Tasks to perform -
**a.** In the IceCube text, write out everything from "The drill head" down to "high-energy neutrino interactions.", substituting "southern summers" for "austral summers".
**b.** According to the IceCube text, how deep below the surface are the optical modules placed?

Extract -
Deep in the ice at the South Pole, the IceCube detector is now fully functioning after six years of challenging construction.

The drill head

On 18 December 2010, just after 6 p.m. New Zealand time, seven austral summers of construction came to an end as the last of 86 optical sensor strings was lowered into the Antarctic ice – IceCube was complete, a decade after the collaboration submitted the proposal. A cubic kilometre of ice has now been fully instrumented with 5160 optical sensors built to detect the Cherenkov light from charged particles produced in high-energy neutrino interactions.

The rationale for IceCube is to solve an almost century-old mystery: to find the sources of galactic and extragalactic cosmic rays. Neutrinos are the ideal cosmic messengers. Unlike charged cosmic rays they travel without deflection and, as they are weakly interacting, arrive at Earth from the Hubble distance. The flip side of their weak interaction with matter is that it takes a very large detector to observe them – this is where the 1 km3 of ice comes in. The IceCube proposal argues that 1 km3 is required to reach a sensitivity to cosmic sources after several years of operation. This volume will allow IceCube to study atmospheric muons and neutrinos while searching for extra-terrestrial neutrinos with unprecedented sensitivity.

How it works

Digital optical module

The concept is simple. A total of 5160 optical sensors turn a cubic kilometre of natural Antarctic ice into a 3D tracking calorimeter, measuring energy deposition by the amount of Cherenkov light emitted by charged particles. Each sensor is a complete, independent detector – almost like a small satellite – containing a photomultiplier tube 25 cm in diameter, digitization and control electronics, and built-in calibration equipment, including 12 LEDs.

Designing these digital optical modules (DOMs) was not easy. As well as the requirement for a high sampling speed of 300 million samples a second and a timing resolution better than 5 ns across the array (the actual time resolution is better than 3 ns), the DOMs needed to have the reliability of a satellite but on a much smaller budget. They were designed with a 15-year lifetime and operate from room temperature down to –55 °C, all the while using less than 5 W. This power per DOM may not sound like much, but it mounts up to about 10 planeloads of fuel a year. Nevertheless, the design was good, and 98% of the IceCube DOMs are working perfectly, with another 1% usable. Since the first deployments in January 2005, only a few DOMs have failed, so the 15-year lifetime should be met easily.

IceCube drillers

Building the DOMs was only the first challenge. Because the shallow ice contains air bubbles, the DOMs must be placed deep, between 1450 and 2450 m below the surface. The sensors are deployed on strings, each containing 60 DOMs spaced vertically at 17 m intervals. Pairs of DOMs communicate with the surface via twisted pairs that transmit power, data, control signals and bidirectional timing calibration pulses. The 78 “original” strings are laid out on a 125 m triangular grid, covering 1 km2 on the surface. The remaining eight strings are then placed in the centre of IceCube, with a dense packing of 50 high-quantum-efficiency DOMs covering the bottom 350 m of the detector. This more densely instrumented volume, known as DeepCore, will be sensitive to neutrinos with energies as low as 10 GeV, which is an order of magnitude below the threshold for the rest of the array.

Extracted information -
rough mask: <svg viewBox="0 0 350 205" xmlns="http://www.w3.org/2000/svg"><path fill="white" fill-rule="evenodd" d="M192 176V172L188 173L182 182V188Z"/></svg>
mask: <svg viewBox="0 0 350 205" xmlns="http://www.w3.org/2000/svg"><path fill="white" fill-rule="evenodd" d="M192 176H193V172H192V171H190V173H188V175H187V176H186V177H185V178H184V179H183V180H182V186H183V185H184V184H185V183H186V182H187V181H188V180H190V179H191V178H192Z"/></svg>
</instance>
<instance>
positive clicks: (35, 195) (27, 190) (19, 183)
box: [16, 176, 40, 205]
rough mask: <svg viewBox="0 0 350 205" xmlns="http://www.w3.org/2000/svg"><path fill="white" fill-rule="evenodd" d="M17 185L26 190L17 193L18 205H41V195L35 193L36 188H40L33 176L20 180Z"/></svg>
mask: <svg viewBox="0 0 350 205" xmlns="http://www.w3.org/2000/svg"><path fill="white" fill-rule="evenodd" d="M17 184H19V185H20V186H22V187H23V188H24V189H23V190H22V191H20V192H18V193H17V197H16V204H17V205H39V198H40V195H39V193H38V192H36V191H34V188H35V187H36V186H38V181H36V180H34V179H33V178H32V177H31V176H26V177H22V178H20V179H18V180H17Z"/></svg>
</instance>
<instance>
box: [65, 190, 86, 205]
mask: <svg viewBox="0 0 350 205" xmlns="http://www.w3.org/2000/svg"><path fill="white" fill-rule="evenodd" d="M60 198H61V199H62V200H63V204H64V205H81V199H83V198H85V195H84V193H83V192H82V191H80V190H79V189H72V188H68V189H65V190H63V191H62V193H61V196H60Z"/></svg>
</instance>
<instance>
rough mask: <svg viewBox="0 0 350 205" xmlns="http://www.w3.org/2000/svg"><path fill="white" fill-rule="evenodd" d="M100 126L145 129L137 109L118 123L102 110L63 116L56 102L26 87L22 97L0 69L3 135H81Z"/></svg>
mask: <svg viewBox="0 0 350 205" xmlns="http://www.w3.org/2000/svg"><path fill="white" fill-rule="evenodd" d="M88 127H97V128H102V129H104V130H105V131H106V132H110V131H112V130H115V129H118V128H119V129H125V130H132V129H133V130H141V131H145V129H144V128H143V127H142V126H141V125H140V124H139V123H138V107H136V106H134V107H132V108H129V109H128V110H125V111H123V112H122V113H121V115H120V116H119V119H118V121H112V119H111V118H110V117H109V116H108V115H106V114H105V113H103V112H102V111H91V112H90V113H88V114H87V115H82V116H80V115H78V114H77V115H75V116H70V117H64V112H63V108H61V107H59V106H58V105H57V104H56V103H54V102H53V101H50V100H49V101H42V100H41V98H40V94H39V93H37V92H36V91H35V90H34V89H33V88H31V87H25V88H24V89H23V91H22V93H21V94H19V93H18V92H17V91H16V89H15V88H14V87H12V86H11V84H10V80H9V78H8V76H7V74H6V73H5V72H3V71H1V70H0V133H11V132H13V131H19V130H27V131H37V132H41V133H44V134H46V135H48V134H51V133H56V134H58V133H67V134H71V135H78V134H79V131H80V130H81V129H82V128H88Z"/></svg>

Results in order -
**a.**
The drill head

On 18 December 2010, just after 6 p.m. New Zealand time, seven southern summers of construction came to an end as the last of 86 optical sensor strings was lowered into the Antarctic ice – IceCube was complete, a decade after the collaboration submitted the proposal. A cubic kilometre of ice has now been fully instrumented with 5160 optical sensors built to detect the Cherenkov light from charged particles produced in high-energy neutrino interactions.

**b.** Between 1450 and 2450 m below the surface.